I believe the stories emerging from Guantánamo are having a similar toxic effect on us - inflaming sentiments against the U.S. all over the world and providing recruitment energy on the Internet for those who would do us ill. Husain Haqqani, a thoughtful Pakistani scholar now teaching at Boston University, remarked to me: "When people like myself say American values must be emulated and America is a bastion of freedom, we get Guantánamo Bay thrown in our faces. When we talk about the America of Jefferson and Hamilton, people back home say to us: 'That is not the America we are dealing with. We are dealing with the America of imprisonment without trial.' " Guantánamo Bay is becoming the anti-Statue of Liberty.

Supplied entries.
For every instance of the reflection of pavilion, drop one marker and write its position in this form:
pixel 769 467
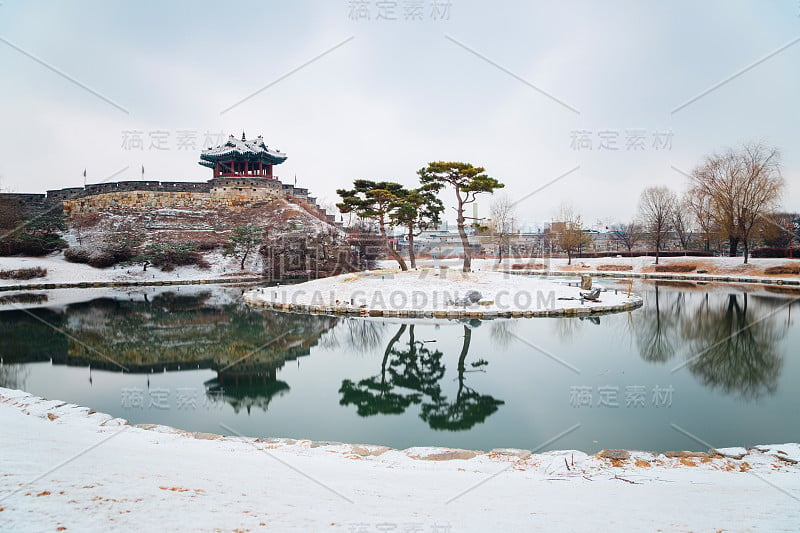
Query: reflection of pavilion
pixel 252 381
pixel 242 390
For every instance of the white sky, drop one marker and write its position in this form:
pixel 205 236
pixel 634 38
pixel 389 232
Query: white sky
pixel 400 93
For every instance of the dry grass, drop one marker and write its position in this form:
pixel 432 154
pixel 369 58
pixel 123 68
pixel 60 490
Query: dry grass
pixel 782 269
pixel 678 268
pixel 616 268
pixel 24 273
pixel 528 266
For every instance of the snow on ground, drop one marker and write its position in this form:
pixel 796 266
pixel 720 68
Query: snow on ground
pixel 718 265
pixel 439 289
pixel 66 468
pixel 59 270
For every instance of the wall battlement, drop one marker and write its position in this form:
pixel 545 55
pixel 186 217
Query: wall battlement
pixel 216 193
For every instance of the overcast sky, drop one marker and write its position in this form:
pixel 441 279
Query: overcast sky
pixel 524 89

---

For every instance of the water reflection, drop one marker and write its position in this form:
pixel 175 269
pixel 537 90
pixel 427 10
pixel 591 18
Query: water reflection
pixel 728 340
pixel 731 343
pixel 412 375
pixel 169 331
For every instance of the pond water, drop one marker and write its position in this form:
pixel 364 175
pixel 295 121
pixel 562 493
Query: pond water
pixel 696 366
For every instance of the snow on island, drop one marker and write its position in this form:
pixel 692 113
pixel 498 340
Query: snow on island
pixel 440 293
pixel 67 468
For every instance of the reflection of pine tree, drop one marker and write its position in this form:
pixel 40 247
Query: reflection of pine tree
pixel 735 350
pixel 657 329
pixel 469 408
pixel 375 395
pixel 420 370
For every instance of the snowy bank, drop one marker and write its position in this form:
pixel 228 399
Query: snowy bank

Prompt A. Quote the Guantánamo passage word for word, starting with "I believe the" and going on through "anti-Statue of Liberty.".
Prompt B. For each statement, say whether it agrees with the Guantánamo passage, and quote the words that decide it. (i) Husain Haqqani teaches at Boston University. (ii) The Guantánamo passage describes Husain Haqqani as an Indian scholar. (iii) According to the Guantánamo passage, the stories from Guantánamo provide recruitment energy on the Internet.
Prompt C. Write what follows the final sentence of the Guantánamo passage.

Exercise response A.
I believe the stories emerging from Guantánamo are having a similar toxic effect on us - inflaming sentiments against the U.S. all over the world and providing recruitment energy on the Internet for those who would do us ill. Husain Haqqani, a thoughtful Pakistani scholar now teaching at Boston University, remarked to me: "When people like myself say American values must be emulated and America is a bastion of freedom, we get Guantánamo Bay thrown in our faces. When we talk about the America of Jefferson and Hamilton, people back home say to us: 'That is not the America we are dealing with. We are dealing with the America of imprisonment without trial.' " Guantánamo Bay is becoming the anti-Statue of Liberty.

Exercise response B.
(i) Yes: "now teaching at Boston University"
(ii) No: "a thoughtful Pakistani scholar"
(iii) Yes: "providing recruitment energy on the Internet for those who would do us ill"

Exercise response C.
What Mr. Friedman does not quantify is how many innocent civilians might die from mistaken engagement, friendly fire, bad targeting and what have you, if an alternative means of obtaining intelligence is not found. Would it be greater or less than the hundred or so Jihadis said to have died in US custody? Would it matter to those who regard Gitmo as the anti-Statue of Liberty? This is not an argument for torture: there are more effective ways than hostile interrogation to obtain intelligence including spying, wiretapping, surveillance and tracing through bank accounts. But it is an argument to recast humanitarian law to allow the gathering and application of that intelligence. Much of the historical impact of humanitarian law stemmed directly from the ability to gather and apply intelligence to discriminate between combatants and noncombatants. The devices of open cities, clearly marked ambulances, zones of safe passage, armbands for humanitarian personnel, etc are usages whose practical utility has expired under the deceptions of terrorist warfare, but their intent -- that of marking the limits of licit violence -- is sound. It is a distinction which can be based only on intellgence. Without that, humanitarian law is form without function on the modern terrorist battlefield, "a tale told by an idiot, full of sound and fury, signifying nothing".